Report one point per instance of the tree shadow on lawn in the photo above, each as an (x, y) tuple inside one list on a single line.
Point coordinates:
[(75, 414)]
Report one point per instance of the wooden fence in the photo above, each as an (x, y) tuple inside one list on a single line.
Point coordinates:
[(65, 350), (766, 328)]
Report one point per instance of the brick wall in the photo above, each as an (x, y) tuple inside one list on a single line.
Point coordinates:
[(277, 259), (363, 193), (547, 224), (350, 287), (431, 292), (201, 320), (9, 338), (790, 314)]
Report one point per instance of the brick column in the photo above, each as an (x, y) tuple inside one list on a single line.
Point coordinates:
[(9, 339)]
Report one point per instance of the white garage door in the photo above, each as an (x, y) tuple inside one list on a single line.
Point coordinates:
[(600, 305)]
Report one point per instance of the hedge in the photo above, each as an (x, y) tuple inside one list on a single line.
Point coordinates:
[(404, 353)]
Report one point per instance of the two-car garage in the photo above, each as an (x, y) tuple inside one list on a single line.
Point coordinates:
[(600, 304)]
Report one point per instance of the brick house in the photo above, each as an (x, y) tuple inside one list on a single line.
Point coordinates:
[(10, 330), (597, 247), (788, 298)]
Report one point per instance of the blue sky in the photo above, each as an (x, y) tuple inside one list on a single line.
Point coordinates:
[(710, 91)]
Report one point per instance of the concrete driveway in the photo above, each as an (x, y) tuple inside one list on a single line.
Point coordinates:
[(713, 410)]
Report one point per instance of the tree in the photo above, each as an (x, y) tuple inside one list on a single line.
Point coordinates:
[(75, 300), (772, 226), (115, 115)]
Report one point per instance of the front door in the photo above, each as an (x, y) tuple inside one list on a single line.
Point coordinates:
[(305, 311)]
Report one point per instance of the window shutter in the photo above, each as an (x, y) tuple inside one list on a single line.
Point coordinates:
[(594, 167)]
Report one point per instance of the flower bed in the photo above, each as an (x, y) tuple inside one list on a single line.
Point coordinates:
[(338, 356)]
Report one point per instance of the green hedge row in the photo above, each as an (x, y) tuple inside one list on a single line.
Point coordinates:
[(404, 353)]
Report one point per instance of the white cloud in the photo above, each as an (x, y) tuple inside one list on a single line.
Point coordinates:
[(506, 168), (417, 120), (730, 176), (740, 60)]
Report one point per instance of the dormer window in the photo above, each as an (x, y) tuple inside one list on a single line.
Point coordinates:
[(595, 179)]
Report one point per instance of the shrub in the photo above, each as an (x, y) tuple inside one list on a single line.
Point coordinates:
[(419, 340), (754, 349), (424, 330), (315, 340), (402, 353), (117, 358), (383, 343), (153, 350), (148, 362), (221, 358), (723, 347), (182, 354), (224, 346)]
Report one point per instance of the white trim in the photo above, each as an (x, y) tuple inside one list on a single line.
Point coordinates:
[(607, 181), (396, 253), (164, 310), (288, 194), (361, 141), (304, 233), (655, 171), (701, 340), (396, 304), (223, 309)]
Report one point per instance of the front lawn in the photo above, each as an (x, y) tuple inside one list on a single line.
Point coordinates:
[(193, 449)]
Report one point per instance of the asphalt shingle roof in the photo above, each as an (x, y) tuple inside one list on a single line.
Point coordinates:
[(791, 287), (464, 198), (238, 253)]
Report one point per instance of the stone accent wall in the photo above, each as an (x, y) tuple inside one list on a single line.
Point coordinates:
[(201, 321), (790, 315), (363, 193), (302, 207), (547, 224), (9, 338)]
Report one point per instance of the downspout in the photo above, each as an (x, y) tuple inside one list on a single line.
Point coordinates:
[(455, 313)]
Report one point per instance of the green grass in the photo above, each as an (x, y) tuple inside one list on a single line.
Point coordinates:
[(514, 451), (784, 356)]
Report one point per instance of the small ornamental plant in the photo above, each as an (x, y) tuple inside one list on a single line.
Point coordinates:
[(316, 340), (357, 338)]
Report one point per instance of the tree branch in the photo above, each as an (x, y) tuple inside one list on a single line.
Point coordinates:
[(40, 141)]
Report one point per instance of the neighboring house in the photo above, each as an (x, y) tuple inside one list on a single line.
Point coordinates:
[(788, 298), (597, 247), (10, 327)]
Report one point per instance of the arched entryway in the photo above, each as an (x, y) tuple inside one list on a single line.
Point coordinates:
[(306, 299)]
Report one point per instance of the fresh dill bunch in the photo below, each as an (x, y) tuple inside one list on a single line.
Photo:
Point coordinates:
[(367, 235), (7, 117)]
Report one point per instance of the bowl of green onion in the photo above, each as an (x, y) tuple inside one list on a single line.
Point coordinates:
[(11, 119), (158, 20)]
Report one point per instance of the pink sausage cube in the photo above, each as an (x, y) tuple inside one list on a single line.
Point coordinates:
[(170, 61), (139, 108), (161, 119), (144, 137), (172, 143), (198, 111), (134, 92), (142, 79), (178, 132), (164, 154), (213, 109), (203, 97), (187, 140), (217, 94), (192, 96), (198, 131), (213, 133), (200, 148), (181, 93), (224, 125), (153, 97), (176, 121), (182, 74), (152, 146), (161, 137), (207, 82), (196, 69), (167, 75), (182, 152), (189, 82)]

────

WORK ORDER
Once you reach the line containing "Report one point per instance of the flower", include it and stop; until then, reproduce each line of the listing from its start exactly.

EXERCISE SOLUTION
Report one point per instance of the tree shadow on lawn in the photo above, each as an (x, y) tuple inside one list on a single line.
Point coordinates:
[(75, 414)]
Report one point per instance of the wooden fence in the photo above, each as an (x, y) tuple inside one list on a single line.
Point coordinates:
[(65, 350), (766, 328)]
Report one point per instance of the brick wall in the photo above, each as an (x, y) tuple inside one list on a single line.
Point coordinates:
[(277, 259), (363, 193), (547, 224), (350, 287), (431, 292), (201, 320), (9, 338), (790, 314)]
Report one point per instance of the brick column in the photo above, each as an (x, y) tuple inside one list on a single line.
Point coordinates:
[(9, 339)]
Report one point per instance of the white garage door in the photo above, each as an (x, y) tuple inside one list on a single line.
Point coordinates:
[(600, 305)]
Report one point per instance of the hedge in the photo above, each as an (x, y) tuple inside one list on a single line.
Point coordinates:
[(404, 353)]
Report one point per instance of the two-car garage in the photo above, each as an (x, y) tuple inside one list on a single line.
Point coordinates:
[(600, 304)]
Report one point per instance of the brick house in the photo above, each as an (x, y) tuple inside one list on a single line.
Point coordinates:
[(10, 330), (597, 247), (788, 298)]
Report one point per instance of the blue sky in the photo above, each as an (x, y) tuple inside one list on a single line.
Point coordinates:
[(710, 91)]
Report one point per instance of the concrete driveway in the photo above, each as an (x, y) tuple inside one list on a single line.
Point coordinates:
[(713, 410)]
Report one point per instance of the tree in the photo above, each as an (x, y) tuple inside one list on a single line.
Point coordinates:
[(75, 300), (772, 226), (115, 115)]
Report one point per instance of the front door in the photo above, each as an (x, y) tuple inside one list on a single line.
Point coordinates:
[(305, 311)]
Report one point per instance of the window shutter in the photo above, each as an (x, y) tuple inside one list on a single line.
Point coordinates:
[(594, 167)]
Report one point per instance of the flower bed in the photo above, each as an (x, y) tuple inside one list on a single line.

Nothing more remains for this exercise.